[[ Provided data, beginning ]]

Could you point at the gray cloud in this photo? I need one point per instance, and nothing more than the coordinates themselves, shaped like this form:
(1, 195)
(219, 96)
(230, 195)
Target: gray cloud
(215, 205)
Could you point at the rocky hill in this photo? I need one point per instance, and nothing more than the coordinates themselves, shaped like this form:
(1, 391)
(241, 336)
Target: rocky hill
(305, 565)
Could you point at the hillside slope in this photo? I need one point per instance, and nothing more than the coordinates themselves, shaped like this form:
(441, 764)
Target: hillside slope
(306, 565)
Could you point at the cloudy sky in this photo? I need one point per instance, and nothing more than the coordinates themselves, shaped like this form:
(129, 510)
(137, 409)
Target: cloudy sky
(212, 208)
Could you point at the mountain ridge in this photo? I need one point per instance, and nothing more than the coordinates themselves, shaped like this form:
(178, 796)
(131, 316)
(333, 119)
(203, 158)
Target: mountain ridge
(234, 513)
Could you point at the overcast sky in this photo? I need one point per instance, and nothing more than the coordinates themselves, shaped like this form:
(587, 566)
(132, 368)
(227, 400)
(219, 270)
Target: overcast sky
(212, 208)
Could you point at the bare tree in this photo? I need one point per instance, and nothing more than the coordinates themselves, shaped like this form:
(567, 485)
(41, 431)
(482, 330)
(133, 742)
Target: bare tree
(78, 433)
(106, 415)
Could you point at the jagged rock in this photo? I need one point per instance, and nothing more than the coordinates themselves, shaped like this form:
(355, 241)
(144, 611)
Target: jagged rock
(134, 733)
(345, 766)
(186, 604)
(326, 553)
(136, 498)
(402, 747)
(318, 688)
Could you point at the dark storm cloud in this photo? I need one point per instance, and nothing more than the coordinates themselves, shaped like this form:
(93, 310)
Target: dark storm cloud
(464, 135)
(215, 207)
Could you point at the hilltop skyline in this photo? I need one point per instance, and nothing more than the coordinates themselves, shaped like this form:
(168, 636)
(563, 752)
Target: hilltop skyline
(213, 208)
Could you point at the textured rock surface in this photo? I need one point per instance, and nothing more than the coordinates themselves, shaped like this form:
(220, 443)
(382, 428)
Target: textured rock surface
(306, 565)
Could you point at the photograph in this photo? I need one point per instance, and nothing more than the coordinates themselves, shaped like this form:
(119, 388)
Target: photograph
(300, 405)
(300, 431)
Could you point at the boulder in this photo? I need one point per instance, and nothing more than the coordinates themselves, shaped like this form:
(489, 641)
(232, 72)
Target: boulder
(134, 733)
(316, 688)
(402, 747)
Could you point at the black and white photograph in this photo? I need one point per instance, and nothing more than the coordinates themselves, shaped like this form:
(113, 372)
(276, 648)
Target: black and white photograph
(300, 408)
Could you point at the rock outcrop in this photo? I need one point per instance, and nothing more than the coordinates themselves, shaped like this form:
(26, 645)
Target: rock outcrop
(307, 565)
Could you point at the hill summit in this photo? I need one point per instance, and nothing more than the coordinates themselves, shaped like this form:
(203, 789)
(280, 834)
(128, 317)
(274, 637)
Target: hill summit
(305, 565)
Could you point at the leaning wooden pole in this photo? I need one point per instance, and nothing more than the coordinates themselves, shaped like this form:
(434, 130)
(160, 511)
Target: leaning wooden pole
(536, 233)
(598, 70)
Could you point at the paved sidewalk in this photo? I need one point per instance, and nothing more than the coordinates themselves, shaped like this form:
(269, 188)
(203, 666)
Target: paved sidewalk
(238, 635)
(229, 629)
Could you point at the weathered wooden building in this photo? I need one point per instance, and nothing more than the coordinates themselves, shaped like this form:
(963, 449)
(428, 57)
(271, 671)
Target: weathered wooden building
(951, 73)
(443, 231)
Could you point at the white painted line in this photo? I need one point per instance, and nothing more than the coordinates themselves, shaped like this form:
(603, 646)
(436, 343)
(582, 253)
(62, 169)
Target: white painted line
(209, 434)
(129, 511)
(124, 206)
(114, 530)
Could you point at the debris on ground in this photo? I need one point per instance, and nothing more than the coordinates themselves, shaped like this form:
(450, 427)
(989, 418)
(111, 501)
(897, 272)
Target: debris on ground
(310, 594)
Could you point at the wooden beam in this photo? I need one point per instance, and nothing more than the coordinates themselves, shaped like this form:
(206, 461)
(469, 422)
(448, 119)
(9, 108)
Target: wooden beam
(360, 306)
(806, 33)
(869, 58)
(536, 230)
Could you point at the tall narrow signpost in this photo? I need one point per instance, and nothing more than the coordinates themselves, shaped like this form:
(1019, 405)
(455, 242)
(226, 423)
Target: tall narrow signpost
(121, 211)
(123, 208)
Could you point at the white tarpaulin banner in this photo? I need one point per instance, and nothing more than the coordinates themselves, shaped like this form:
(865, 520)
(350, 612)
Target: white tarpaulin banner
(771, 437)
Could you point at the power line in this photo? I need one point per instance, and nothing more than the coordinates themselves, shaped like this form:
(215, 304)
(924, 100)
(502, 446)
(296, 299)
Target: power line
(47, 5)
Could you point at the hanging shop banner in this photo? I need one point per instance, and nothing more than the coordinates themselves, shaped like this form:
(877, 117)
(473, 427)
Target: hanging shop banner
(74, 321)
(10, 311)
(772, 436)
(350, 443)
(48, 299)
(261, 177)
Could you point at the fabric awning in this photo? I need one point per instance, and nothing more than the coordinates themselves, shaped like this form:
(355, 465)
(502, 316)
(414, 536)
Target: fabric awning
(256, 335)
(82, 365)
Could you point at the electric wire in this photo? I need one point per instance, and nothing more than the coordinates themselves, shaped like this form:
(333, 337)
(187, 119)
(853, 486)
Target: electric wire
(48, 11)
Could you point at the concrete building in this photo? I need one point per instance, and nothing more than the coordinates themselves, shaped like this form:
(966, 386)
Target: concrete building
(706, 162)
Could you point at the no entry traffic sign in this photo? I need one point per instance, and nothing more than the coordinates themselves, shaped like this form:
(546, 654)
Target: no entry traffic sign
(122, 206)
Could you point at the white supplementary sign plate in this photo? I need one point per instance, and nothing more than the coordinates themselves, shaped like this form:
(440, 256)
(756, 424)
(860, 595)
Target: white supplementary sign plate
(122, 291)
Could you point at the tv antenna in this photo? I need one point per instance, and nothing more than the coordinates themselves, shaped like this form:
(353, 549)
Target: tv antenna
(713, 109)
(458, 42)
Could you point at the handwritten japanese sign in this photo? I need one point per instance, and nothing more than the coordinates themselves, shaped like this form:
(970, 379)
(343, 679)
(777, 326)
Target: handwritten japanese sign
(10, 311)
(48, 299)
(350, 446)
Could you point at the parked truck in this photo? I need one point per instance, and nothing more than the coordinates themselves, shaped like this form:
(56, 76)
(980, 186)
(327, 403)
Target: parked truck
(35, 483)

[[ Provided data, end ]]

Assignment:
The reply must present every entry, transcribed with its exact wording.

Problem solution:
Could you point at the gray cloud in this photo? I need one point per instance, and nothing more than the coordinates themselves, shaped like this form:
(1, 195)
(219, 96)
(230, 195)
Target: gray cloud
(215, 205)
Could you point at the rocky hill in this photo? I need one point per instance, and nothing more than the coordinates themselves, shaped like this form:
(1, 391)
(241, 336)
Target: rocky hill
(305, 565)
Could you point at the hillside slope in this photo? I need one point per instance, and nothing more than the coordinates themselves, shaped like this form:
(441, 764)
Target: hillside slope
(306, 565)
Could you point at the cloudy sky in this photo? I need one point per instance, and nothing more than the coordinates themselves, shaped like this form:
(129, 510)
(137, 409)
Target: cloudy sky
(212, 208)
Could you point at the mountain ridge in this photo? I need one point per instance, and nothing more than the coordinates themselves, shaped like this form:
(178, 796)
(131, 316)
(333, 119)
(203, 158)
Target: mountain ridge
(234, 513)
Could you point at the overcast sky in this photo? I need one point per instance, and nothing more than the coordinates themselves, shaped like this form:
(587, 566)
(132, 368)
(227, 400)
(219, 270)
Target: overcast sky
(212, 208)
Could you point at the bare tree in this photo? I need one point per instance, and nothing more than the coordinates themselves, shaped like this form:
(567, 485)
(41, 431)
(482, 330)
(133, 742)
Target: bare tree
(78, 433)
(106, 415)
Could you point at the jagged rock in this photo? I need one point per instance, and nothing more than the coordinates themselves, shaped like this form:
(355, 241)
(144, 611)
Target: jagged rock
(134, 733)
(345, 766)
(186, 604)
(326, 553)
(136, 498)
(402, 747)
(318, 688)
Could you point at the dark storm cloud in this photo? I need one point per instance, and nothing more than the coordinates themselves, shaped like this form:
(93, 310)
Target: dark storm cloud
(464, 135)
(215, 207)
Could you point at the hilltop skyline in this photo? I need one point per instance, and nothing more than the coordinates themselves, shaped like this form:
(168, 636)
(563, 752)
Target: hilltop skyline
(213, 208)
Could you point at the textured rock surface in this photo? I need one point per instance, and nothing more than the coordinates themselves, shaped like this form:
(220, 443)
(382, 428)
Target: textured rock surface
(306, 565)
Could you point at the photograph in this photo? I need one point per instance, and nothing more than the coordinates themselves, shaped like this form:
(119, 388)
Target: photograph
(300, 405)
(300, 431)
Could you point at the boulder in this photo? I need one point per instance, and nothing more than the coordinates themselves, shaped like this form:
(489, 641)
(232, 72)
Target: boulder
(134, 733)
(316, 688)
(402, 747)
Could you point at the black and white photograph in this photo? I need one point per instance, and nothing more than the coordinates themselves, shaped like this form:
(113, 372)
(276, 648)
Target: black and white photograph
(300, 408)
Could you point at the rock outcrop in this photo? I need one point per instance, and nothing more than the coordinates themselves, shaped like this form:
(26, 645)
Target: rock outcrop
(307, 565)
Could you point at the hill summit in this photo? I need one point per instance, and nothing more than the coordinates themselves, shaped like this form:
(203, 789)
(280, 834)
(128, 317)
(274, 637)
Target: hill summit
(305, 565)
Could you point at the leaning wooden pole in this photo? I need one point per instance, and nothing more than the coordinates themselves, shaped like this form:
(434, 130)
(160, 511)
Target: leaning wooden pole
(536, 233)
(598, 70)
Could you point at the paved sidewalk in this photo? I need one point per instance, and nothing more than the coordinates themselves, shaped like this form:
(269, 188)
(203, 666)
Target: paved sidewalk
(238, 635)
(229, 629)
Could you point at the weathered wooden building in this photo? I need one point per instance, and nothing more than the coordinates themselves, shaped like this form:
(963, 449)
(428, 57)
(271, 671)
Target: weathered wooden building
(951, 73)
(443, 231)
Could you point at the white painted line in this photo? I need one point per instance, and nothing more than the coordinates themselves, shaped like this form:
(603, 646)
(436, 343)
(582, 253)
(62, 169)
Target: white painted line
(209, 434)
(129, 511)
(124, 206)
(114, 530)
Could you point at the debris on ground in this photo? I need one point per instance, and nothing more than the coordinates themselves, shaped like this form:
(450, 427)
(989, 418)
(111, 501)
(897, 272)
Target: debris on ground
(310, 594)
Could you point at the wooden beam in this photo? I need one point per instance, and nothing more than the coordinates themselves, shaped like this form:
(206, 461)
(469, 422)
(448, 119)
(9, 108)
Target: wooden beam
(360, 306)
(806, 33)
(869, 58)
(536, 230)
Could you point at the tall narrow signpost in this photo? I need one point per instance, and nothing more than the coordinates themselves, shaped like this form:
(1019, 405)
(455, 242)
(226, 423)
Target: tall narrow signpost
(121, 211)
(123, 208)
Could you point at the white tarpaulin banner in this photo? I need one point per instance, and nothing more than the coordinates themselves, shaped like this form:
(865, 520)
(350, 612)
Target: white tarpaulin banner
(771, 437)
Could you point at the power line in this photo? I need one point per instance, and nothing more than the coordinates themselves, shaped like this form:
(215, 304)
(924, 100)
(502, 446)
(296, 299)
Target: power line
(47, 5)
Could you point at the hanging shop banner in this photo? I need one point per instance, and nothing more than the coordinates themselves, shaped like this form:
(877, 117)
(473, 427)
Target: hanging shop banner
(74, 321)
(10, 311)
(772, 436)
(350, 443)
(48, 299)
(261, 177)
Could you point at the fabric awning in this photo? I need one point per instance, and nothing more than the coordinates themselves, shaped like this form:
(355, 465)
(502, 316)
(414, 536)
Target: fabric awning
(256, 335)
(82, 365)
Could you point at the electric wire in this photo? I need one point per instance, and nothing more than the coordinates themselves, shaped like this form:
(333, 337)
(187, 119)
(853, 486)
Target: electric wire
(48, 11)
Could you point at the concrete building in this photo? I need one point per instance, and nothing more than the coordinates themselves, shaped like this form:
(966, 386)
Target: concrete building
(706, 162)
Could you point at the no entry traffic sign in this photo? I need one point per instance, and nothing more than the coordinates themselves, shaped like this form:
(546, 654)
Target: no entry traffic sign
(122, 206)
Could you point at the white supplementary sign plate in this photo? I need one point per instance, and nothing more than the coordinates themselves, shaped like this form:
(440, 256)
(756, 424)
(860, 595)
Target: white supplementary sign plate
(122, 291)
Could you point at the tv antenna in this photo? I need one point per instance, and nothing more than the coordinates themselves, shaped like this form:
(353, 549)
Target: tv antenna
(713, 109)
(458, 42)
Could you point at the handwritten japanese sign in this photo? I need one point per instance, and nothing more than the coordinates themselves, shaped like this form:
(970, 379)
(343, 679)
(777, 326)
Target: handwritten japanese sign
(10, 311)
(48, 299)
(350, 446)
Could you point at the parked truck in this photo? I need one point per instance, and nothing more than the coordinates themselves, shaped like this form:
(56, 76)
(980, 186)
(327, 403)
Target: parked truck
(35, 483)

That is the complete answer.